## Request
State how many lines in the data below contain the string "pavilion", matching case exactly. Give only the number.

## Task material
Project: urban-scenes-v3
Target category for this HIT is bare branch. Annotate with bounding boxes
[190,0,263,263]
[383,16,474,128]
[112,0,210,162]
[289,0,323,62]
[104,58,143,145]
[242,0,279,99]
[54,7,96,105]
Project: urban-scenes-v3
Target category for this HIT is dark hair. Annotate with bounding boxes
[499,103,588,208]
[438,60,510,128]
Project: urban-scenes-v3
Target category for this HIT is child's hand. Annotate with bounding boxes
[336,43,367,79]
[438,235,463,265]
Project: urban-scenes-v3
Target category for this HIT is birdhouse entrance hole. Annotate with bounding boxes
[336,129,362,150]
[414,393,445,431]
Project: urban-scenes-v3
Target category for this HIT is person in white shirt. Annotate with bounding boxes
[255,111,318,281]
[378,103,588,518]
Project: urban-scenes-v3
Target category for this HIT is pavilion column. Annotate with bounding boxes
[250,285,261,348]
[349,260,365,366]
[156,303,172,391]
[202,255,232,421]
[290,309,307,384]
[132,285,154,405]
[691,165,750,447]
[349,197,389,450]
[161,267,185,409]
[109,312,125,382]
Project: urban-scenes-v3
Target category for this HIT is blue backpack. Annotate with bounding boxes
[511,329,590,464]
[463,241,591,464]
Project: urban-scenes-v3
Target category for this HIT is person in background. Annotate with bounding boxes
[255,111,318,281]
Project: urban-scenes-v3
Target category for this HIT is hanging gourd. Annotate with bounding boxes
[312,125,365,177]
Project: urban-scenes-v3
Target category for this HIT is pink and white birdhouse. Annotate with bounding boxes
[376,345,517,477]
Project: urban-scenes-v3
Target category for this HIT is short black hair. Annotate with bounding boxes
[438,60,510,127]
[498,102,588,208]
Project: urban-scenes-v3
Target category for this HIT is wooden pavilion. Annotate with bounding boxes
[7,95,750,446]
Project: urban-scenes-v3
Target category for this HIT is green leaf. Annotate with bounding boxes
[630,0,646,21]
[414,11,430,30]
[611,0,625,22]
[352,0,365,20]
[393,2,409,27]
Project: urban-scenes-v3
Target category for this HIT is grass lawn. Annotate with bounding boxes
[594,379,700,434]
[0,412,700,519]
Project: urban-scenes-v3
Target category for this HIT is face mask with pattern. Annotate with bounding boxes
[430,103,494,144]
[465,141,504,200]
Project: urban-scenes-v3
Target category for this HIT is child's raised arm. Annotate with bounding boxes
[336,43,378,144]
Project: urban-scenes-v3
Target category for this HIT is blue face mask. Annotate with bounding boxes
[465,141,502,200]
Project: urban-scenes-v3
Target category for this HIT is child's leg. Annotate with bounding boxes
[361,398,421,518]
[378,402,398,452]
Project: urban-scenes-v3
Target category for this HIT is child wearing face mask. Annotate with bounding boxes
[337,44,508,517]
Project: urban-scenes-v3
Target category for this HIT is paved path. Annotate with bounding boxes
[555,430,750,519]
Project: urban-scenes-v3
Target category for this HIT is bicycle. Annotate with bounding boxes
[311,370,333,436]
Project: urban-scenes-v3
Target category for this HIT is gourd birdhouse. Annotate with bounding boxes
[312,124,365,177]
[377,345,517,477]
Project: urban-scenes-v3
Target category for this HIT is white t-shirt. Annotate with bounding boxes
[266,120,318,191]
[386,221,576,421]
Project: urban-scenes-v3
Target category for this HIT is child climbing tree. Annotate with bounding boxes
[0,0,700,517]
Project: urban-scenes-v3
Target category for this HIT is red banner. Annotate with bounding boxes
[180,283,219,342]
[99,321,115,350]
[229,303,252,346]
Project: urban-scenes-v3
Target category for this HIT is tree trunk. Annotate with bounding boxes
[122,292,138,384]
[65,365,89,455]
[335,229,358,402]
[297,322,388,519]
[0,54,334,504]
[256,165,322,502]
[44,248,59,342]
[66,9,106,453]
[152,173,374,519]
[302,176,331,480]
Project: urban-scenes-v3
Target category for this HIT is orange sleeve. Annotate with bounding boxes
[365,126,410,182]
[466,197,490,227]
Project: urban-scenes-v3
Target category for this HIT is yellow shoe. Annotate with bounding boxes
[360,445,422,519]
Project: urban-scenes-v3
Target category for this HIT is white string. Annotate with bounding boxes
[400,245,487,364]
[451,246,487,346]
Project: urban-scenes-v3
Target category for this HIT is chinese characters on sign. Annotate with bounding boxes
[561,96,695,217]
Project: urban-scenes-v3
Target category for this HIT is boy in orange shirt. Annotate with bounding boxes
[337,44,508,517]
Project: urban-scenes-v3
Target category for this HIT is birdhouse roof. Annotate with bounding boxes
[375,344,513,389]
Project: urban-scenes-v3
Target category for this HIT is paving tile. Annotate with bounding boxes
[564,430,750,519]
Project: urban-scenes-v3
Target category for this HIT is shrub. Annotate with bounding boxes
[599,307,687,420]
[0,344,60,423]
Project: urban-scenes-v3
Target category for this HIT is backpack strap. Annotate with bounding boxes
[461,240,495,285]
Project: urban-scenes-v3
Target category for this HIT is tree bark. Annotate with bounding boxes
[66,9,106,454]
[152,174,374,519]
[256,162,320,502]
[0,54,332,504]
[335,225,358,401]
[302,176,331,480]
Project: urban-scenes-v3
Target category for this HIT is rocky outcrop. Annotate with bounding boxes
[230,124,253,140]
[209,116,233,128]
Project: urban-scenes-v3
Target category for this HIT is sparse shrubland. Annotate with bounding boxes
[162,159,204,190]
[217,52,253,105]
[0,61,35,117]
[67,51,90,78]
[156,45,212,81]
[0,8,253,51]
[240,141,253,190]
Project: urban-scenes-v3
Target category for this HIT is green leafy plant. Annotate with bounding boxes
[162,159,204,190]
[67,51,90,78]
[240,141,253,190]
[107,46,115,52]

==

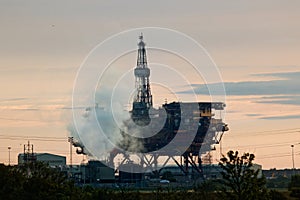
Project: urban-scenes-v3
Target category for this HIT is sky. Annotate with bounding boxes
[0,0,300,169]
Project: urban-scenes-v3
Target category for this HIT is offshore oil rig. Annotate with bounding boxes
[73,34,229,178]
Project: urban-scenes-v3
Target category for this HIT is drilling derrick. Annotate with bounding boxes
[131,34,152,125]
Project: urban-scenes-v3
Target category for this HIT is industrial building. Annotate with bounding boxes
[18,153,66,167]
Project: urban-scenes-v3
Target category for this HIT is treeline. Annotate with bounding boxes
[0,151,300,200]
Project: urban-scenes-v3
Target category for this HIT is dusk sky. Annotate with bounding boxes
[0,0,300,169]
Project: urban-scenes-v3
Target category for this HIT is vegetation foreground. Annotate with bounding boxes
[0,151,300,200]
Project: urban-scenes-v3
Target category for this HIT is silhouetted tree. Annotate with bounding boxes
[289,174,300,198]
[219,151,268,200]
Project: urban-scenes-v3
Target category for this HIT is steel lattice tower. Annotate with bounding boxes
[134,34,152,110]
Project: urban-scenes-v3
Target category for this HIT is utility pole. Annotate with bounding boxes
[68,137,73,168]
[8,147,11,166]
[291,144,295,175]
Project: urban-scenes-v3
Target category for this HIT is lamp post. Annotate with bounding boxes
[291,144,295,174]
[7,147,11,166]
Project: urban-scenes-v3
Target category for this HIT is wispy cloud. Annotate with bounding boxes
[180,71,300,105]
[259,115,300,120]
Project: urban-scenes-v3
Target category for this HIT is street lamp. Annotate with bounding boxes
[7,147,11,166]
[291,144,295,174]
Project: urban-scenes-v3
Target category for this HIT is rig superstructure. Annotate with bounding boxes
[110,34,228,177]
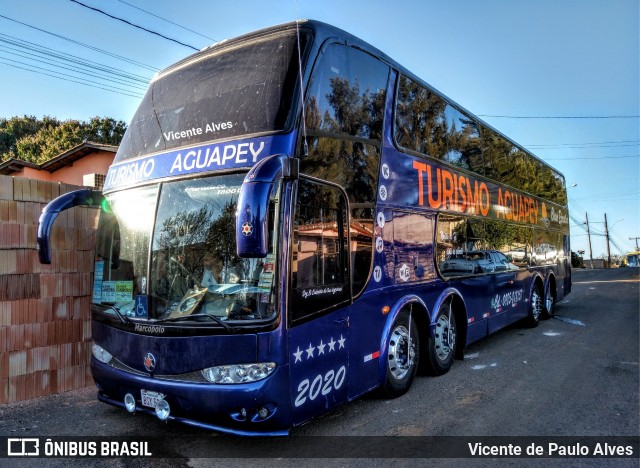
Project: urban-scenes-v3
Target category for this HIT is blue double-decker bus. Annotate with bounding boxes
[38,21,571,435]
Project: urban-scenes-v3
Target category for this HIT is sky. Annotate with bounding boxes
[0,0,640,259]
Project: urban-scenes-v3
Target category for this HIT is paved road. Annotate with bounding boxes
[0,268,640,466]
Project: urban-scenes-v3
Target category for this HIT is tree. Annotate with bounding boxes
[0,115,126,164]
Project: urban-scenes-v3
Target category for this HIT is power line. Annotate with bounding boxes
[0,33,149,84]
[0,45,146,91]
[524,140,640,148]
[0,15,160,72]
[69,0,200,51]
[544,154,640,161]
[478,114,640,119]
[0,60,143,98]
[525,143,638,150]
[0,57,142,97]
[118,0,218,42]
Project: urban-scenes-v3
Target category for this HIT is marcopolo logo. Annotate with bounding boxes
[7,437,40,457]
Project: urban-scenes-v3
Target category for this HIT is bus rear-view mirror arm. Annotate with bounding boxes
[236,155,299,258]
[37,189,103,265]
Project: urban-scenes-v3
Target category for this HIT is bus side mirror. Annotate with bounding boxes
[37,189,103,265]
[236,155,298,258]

## Complete answer
2